Exercise requirements
Pick each line that has "Drop" out of the records.

▼

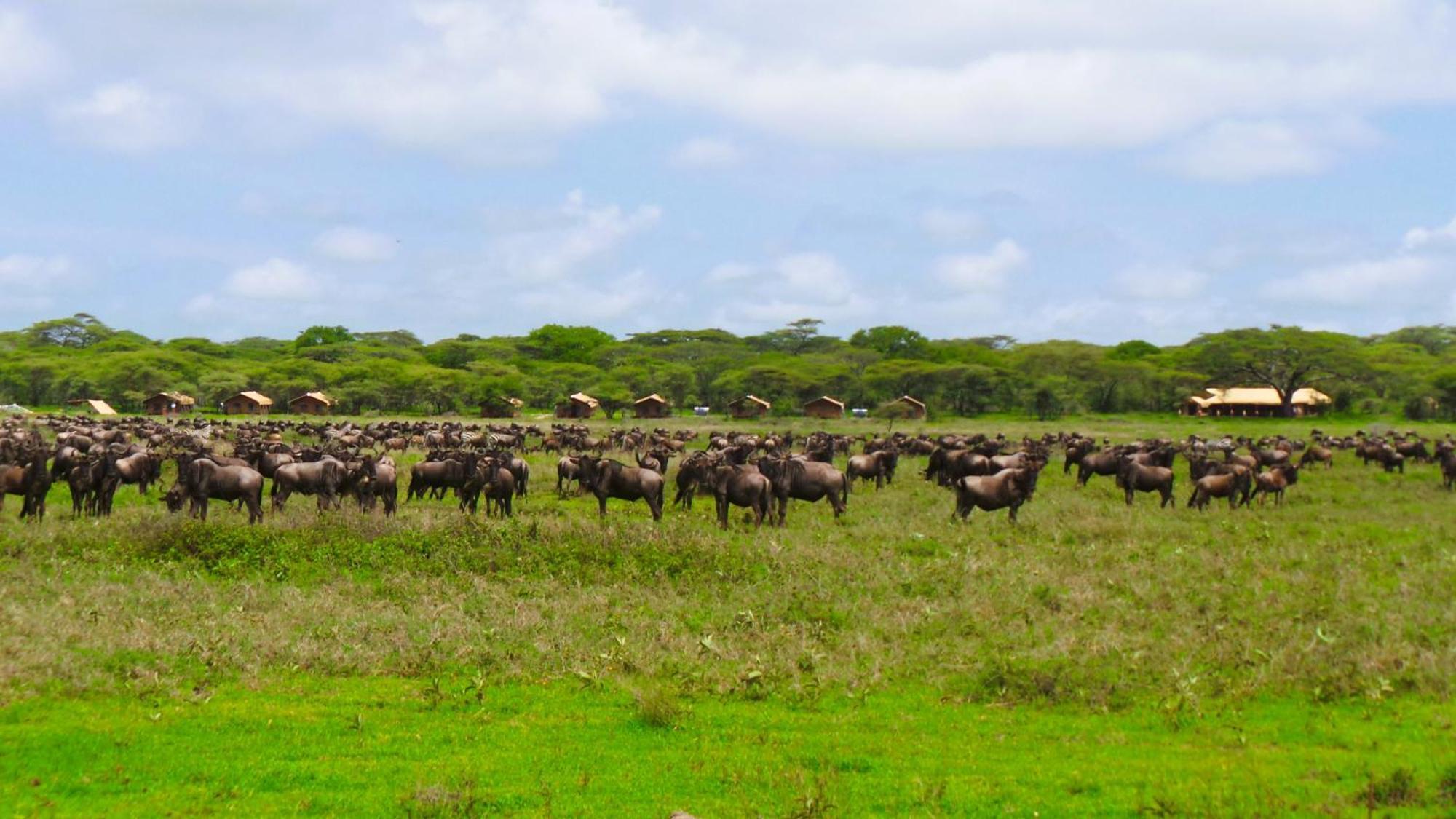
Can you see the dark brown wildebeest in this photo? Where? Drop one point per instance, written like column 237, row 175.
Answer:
column 950, row 465
column 206, row 480
column 1275, row 483
column 1008, row 488
column 1136, row 477
column 1233, row 486
column 742, row 486
column 430, row 475
column 609, row 478
column 1318, row 455
column 569, row 470
column 804, row 480
column 1106, row 462
column 879, row 465
column 320, row 478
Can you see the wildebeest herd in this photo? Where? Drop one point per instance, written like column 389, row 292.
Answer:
column 756, row 471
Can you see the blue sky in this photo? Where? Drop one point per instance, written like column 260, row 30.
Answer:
column 1046, row 170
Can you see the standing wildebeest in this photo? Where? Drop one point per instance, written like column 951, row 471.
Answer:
column 430, row 475
column 1008, row 488
column 320, row 478
column 1233, row 486
column 806, row 480
column 879, row 465
column 206, row 480
column 379, row 484
column 1318, row 455
column 742, row 486
column 569, row 470
column 609, row 478
column 1275, row 483
column 1099, row 464
column 1136, row 477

▲

Output of the task
Can you see the dark brown wildebeest in this photo? Where? Drop one point per instance, written like column 237, row 175.
Can you see the wildebeest herd in this photo? Where? Drop one point per instance, written like column 389, row 292.
Can you see the blue sky in this photo? Where? Drop one point per instance, written like column 260, row 30.
Can you see the standing wildebeest in this photo? Where? Drop one point per instance, written like column 951, row 471.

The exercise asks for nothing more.